→ PAGE:
+++
Interpretation of Will Clauses in Property Dispute

Delve into the legal intricacies of interpreting conflicting clauses in a Will in a recent property dispute case. The court’s analysis focused on the precedence of absolute rights over subsequent bequests, providing significant clarity on testamentary intentions and property ownership. Stay tuned to understand the complexities of legal interpretations in estate planning and property transfers.


  • The suit property was self-acquired by M. Srinivasa Murthy
  • M. Srinivasa Murthy passed away in 2002 leaving a Will dated 07.06.1995
  • The Will bequeathed the suit property to his wife, Nirmala Murthy, giving her a life interest
  • Nirmala Murthy executed a sale deed in 2004 to the Appellants for Rs. 16,42,000
  • The sale deed was paid in cash at the time of execution
  • Nirmala Murthy passed away during the court proceedings
  • Legal disputes arose regarding the sale deed and ownership of the property
  • The High Court confirmed that both children of Nirmala Murthy were entitled to a share in the sale proceeds if a sale was made by her.
+++
→ DATA SUPPLIED:
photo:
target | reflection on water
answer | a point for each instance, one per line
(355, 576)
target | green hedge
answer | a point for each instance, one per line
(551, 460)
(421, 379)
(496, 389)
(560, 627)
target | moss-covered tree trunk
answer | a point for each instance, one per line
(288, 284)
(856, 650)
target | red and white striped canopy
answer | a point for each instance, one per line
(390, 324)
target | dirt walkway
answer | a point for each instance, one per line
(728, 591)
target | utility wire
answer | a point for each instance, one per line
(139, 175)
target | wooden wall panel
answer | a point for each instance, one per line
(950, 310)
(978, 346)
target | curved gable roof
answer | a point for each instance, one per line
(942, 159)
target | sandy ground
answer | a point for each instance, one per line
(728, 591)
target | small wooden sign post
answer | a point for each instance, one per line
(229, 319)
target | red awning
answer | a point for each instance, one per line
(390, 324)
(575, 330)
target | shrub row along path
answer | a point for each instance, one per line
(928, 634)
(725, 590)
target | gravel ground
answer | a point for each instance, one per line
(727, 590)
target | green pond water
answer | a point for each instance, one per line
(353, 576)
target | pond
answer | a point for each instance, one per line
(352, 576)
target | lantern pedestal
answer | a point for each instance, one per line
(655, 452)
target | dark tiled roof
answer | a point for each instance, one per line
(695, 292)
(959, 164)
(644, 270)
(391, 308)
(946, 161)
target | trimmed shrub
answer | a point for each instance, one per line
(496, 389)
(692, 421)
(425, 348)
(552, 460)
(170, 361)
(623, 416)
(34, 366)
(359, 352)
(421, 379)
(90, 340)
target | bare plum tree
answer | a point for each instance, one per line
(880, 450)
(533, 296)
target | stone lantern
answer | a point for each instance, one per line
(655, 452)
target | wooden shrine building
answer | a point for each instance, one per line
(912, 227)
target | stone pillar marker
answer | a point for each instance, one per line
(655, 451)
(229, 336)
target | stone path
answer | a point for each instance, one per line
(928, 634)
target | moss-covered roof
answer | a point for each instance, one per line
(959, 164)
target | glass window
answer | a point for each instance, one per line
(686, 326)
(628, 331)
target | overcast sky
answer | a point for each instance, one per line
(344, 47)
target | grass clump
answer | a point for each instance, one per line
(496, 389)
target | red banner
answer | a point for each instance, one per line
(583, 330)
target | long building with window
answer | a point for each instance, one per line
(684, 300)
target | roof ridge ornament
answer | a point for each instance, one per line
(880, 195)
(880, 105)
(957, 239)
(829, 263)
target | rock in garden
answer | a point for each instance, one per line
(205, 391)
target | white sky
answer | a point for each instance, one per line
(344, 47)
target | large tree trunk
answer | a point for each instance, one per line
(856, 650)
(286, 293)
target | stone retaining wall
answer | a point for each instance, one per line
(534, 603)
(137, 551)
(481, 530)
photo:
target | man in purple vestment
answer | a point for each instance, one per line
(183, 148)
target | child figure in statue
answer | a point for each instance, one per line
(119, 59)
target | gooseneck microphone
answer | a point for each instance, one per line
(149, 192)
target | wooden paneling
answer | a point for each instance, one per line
+++
→ TO DO:
**A)** List every date or year that appears in the Will dispute summary.
**B)** According to the Will dispute summary, what amount did Nirmala Murthy's sale deed to the Appellants state?
**C)** Carry the Will dispute summary forward from its final point.

→ OUTPUTS IN ORDER:
**A)** 2002, 07.06.1995, 2004

**B)** Rs. 16,42,000

**C)**
  • Under the Will dated 07.06.1995, Nirmala Murthy had absolute rights to sell the property as long as it was done voluntarily.
  • There was no evidence of fraud or coercion in the execution of the sale deed by Nirmala Murthy.
  • The High Court upheld the Trial Court’s decision that Respondent No.1 was not bound by the sale deed, as it was against the testator’s intention and should have involved Respondent No.1’s consent.
  • The High Court partially allowed R.F.A. No. 1888/2011 by affirming that Respondent No.1 was not bound by the sale deed.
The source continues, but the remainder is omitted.